▶ **WHAT YOU SHOULD DO**
Turn every line of the material below into a numbered list, skipping any blank lines.

▶ **PROVIDED RECORDS**

+---+

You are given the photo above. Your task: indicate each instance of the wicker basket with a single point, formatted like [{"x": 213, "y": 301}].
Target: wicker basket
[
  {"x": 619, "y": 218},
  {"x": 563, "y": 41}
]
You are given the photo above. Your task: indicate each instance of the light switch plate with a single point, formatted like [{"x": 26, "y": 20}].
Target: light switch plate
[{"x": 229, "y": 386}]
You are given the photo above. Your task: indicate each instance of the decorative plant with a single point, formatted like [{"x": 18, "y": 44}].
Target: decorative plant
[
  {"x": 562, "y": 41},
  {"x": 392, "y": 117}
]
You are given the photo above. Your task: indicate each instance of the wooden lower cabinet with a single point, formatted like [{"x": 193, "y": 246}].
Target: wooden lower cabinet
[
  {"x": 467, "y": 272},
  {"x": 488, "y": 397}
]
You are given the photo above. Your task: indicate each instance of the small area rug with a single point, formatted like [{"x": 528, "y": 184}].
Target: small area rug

+---+

▶ **ANSWER FOR THE TASK**
1. You are given the photo above. Your task: indicate each instance of the wicker basket with a single point, formatted like [{"x": 213, "y": 301}].
2. Target: wicker basket
3. [
4.   {"x": 619, "y": 218},
5.   {"x": 563, "y": 41}
6. ]
7. You are given the photo above. Your task: indicate each instance of the light switch plate with a single point, formatted like [{"x": 26, "y": 20}].
8. Target: light switch plate
9. [{"x": 229, "y": 386}]
10. You are given the photo above. Your task: indicate each instance of the decorative plant with a single point, formatted like [{"x": 18, "y": 44}].
11. Target: decorative plant
12. [
13.   {"x": 562, "y": 41},
14.   {"x": 392, "y": 117}
15. ]
16. You are given the photo above. Your task: indicate each instance of the wooden lower cabinet with a single point, formatted like [{"x": 193, "y": 246}].
17. Target: wooden lower cabinet
18. [
19.   {"x": 467, "y": 272},
20.   {"x": 488, "y": 397}
21. ]
22. You are given the photo above. Your task: indicate each instance of the small area rug with a single point, formatted like [{"x": 528, "y": 184}].
23. Target: small area rug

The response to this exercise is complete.